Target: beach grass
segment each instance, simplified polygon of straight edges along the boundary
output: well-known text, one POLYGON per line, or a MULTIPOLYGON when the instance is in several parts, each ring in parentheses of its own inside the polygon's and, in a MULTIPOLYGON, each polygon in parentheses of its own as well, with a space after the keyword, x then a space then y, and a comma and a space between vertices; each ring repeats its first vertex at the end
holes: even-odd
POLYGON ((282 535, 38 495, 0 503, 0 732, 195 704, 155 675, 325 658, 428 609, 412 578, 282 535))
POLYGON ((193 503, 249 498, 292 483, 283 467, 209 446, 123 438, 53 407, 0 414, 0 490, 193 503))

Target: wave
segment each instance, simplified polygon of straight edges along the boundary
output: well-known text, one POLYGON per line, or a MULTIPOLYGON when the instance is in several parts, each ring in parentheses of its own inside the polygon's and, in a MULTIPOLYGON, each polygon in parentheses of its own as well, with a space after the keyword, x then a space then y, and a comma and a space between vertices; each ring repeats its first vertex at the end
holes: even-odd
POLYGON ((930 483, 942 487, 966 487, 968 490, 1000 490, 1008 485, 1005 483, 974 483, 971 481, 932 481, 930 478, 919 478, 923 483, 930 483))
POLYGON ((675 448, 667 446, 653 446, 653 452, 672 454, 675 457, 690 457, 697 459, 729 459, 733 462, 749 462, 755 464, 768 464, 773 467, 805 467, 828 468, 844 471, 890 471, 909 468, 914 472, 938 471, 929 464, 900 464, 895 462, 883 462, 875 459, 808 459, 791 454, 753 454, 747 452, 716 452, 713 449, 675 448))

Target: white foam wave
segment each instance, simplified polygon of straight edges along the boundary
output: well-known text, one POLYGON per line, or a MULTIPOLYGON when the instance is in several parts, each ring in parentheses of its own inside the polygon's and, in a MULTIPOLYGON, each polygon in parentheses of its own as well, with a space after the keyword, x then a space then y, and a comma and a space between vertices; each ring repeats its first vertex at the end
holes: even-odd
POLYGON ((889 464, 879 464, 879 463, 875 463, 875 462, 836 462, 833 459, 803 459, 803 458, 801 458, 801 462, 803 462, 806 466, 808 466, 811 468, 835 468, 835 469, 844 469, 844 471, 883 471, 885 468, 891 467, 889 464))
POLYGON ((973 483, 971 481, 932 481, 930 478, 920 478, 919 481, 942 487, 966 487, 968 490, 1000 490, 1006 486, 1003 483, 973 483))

━━━━━━━━━━

Could you change every "Target" in the records above to "Label" and give all the records again with everything else left as it is?

Answer to this task:
Label: beach grass
segment each instance, simplified polygon of straight edges along the boundary
output: well-known text, one POLYGON per line, or a MULTIPOLYGON when the instance is in several parts, each ring in parentheses of its own inside the polygon's and, in a MULTIPOLYGON, each polygon in parentheses of its own as well, with a space after the keyword, x then a space then y, and a comma and a space between vertices; each ring repeats its first vertex at the end
holes: even-odd
POLYGON ((282 535, 38 495, 0 503, 0 732, 195 704, 155 675, 325 658, 428 609, 412 578, 282 535))
POLYGON ((193 503, 249 498, 292 483, 283 467, 209 446, 123 438, 53 407, 0 414, 0 490, 193 503))

Label: wave
segment each instance, simplified polygon of straight edges along the boundary
output: well-known text, one POLYGON per line, or a MULTIPOLYGON when the instance is in several parts, each ring in parentheses of its own inside the polygon's and, in a MULTIPOLYGON, each polygon in parentheses of its own as well, with a space after the keyword, x then a space then y, and a comma and a space between vertices; each ring repeats its first vertex at the end
holes: even-odd
POLYGON ((930 483, 942 487, 966 487, 968 490, 1000 490, 1008 485, 1005 483, 974 483, 971 481, 932 481, 930 478, 919 478, 923 483, 930 483))
POLYGON ((675 448, 667 446, 653 446, 653 452, 672 454, 675 457, 690 457, 697 459, 729 459, 733 462, 749 462, 755 464, 768 464, 773 467, 805 467, 828 468, 844 471, 890 471, 909 468, 914 472, 938 471, 929 464, 900 464, 895 462, 883 462, 875 459, 808 459, 791 454, 753 454, 747 452, 716 452, 713 449, 675 448))

Label: white foam wave
segment each instance, simplified polygon of straight edges along the boundary
output: well-known text, one POLYGON per line, or a MULTIPOLYGON when the instance is in several parts, each ring in parentheses of its own inside the polygon's and, in a MULTIPOLYGON, each polygon in parentheses of its own as well, with a space after the keyword, x then a space then y, and a comma and a space between vertices; each ring repeats its first vertex at the end
holes: even-odd
POLYGON ((889 464, 879 464, 879 463, 875 463, 875 462, 836 462, 833 459, 803 459, 803 458, 801 458, 801 462, 803 462, 806 466, 808 466, 811 468, 835 468, 835 469, 844 469, 844 471, 883 471, 885 468, 891 467, 889 464))
POLYGON ((973 483, 971 481, 932 481, 930 478, 920 478, 919 481, 942 487, 966 487, 968 490, 1000 490, 1006 486, 1003 483, 973 483))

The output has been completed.